- _Selected text_
The Queen had elaborate teas, and whatever she was doing, and wherever she might have been, she stopped for tea at around 4 o’clock. It would be very common for an en routequeen to stop her carriage and entourage, for a fire to be lit at the roadside, and for her to sup tea and eat the associated treats. She loved travelling and eating but found it much less exciting once her travel occurred mainly by train and there was no need to stop for tea anymore!

Making dough
Ladies had to be seen hosting teatimes and attending teatimes, one must have needed quite some stamina to trawl across the town or village several times so that one could be noticed.
Some disapproved of teatime, Sir Henry Thompson in 1891 said it was an undesirable habit as it was too generous and spoiled the coming dinner. He may well have been right, those poor ladies must have eaten and drank their fill when doing their rounds.
A truly traditional teatime is made up of sandwiches of cold meats and watercress. Cucumber was not originally popular as people regarded it with distain thinking raw cucumber was poisonous. It was also a rigmarole to prepare the sandwiches in advance; just using sliced cucumber made sandwiches soggy, so the slices had be salted overnight to draw out moisture, then rinsed and individually patted dry.

#270 Mereworth Biscuits
Joining the sandwiches were crumpets, muffins, wigs and seed cakes. Seed cakes were very popular because the caraway seeds that went into them were one of the very few spices that could be grown in Europe. There would be lashings of butter, honey and jam too of course.

- _Aim of the exercise_
Answer these questions from the text on teatime:
1. Around what time did the Queen stop for tea?
2. Who called teatime an undesirable habit in 1891?
3. Why were seed cakes very popular?

[Stored items]

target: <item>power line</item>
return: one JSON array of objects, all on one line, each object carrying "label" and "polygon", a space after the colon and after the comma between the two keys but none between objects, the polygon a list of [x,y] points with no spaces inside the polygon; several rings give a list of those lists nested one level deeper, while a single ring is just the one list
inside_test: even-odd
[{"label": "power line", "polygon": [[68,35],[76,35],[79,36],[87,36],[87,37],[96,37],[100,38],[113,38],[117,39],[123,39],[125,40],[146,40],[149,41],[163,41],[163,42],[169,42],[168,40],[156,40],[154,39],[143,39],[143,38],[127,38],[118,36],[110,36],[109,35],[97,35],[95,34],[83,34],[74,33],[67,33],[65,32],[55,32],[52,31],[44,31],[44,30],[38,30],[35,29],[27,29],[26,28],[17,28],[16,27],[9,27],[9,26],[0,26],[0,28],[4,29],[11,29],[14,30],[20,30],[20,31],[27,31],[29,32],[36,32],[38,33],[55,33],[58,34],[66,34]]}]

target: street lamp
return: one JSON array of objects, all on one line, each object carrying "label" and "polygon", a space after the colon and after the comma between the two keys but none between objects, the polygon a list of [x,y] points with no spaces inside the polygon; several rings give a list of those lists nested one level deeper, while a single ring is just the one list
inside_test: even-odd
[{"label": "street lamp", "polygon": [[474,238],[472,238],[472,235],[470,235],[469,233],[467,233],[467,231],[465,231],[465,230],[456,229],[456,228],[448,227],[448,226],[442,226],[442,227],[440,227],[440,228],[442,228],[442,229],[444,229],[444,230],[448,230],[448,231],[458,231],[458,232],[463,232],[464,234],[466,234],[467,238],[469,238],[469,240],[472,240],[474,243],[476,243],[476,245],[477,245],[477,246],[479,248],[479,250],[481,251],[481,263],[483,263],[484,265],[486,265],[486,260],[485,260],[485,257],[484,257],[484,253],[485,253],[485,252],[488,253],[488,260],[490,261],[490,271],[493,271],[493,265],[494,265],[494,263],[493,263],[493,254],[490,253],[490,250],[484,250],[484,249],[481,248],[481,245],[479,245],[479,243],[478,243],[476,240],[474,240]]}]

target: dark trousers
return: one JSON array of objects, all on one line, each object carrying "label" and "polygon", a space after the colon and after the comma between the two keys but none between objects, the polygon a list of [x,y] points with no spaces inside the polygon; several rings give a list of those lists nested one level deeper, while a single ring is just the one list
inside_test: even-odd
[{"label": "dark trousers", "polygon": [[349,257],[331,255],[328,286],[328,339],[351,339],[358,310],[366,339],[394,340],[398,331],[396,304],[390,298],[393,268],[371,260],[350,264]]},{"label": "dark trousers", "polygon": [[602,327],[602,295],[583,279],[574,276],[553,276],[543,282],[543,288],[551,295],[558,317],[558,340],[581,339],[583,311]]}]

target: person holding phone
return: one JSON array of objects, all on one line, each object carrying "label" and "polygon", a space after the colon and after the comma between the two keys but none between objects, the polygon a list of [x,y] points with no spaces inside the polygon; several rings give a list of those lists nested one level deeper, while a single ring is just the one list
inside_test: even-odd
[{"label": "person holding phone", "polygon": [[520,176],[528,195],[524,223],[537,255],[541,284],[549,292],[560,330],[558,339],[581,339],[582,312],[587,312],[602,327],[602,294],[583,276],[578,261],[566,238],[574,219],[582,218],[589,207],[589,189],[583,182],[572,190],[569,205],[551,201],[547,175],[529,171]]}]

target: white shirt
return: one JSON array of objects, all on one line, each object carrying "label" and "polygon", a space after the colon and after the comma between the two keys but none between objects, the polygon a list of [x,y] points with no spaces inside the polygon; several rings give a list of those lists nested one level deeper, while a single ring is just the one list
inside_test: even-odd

- _Exercise output_
1. Around 4 o'clock.
2. Sir Henry Thompson.
3. The caraway seeds that went into them were one of the very few spices that could be grown in Europe.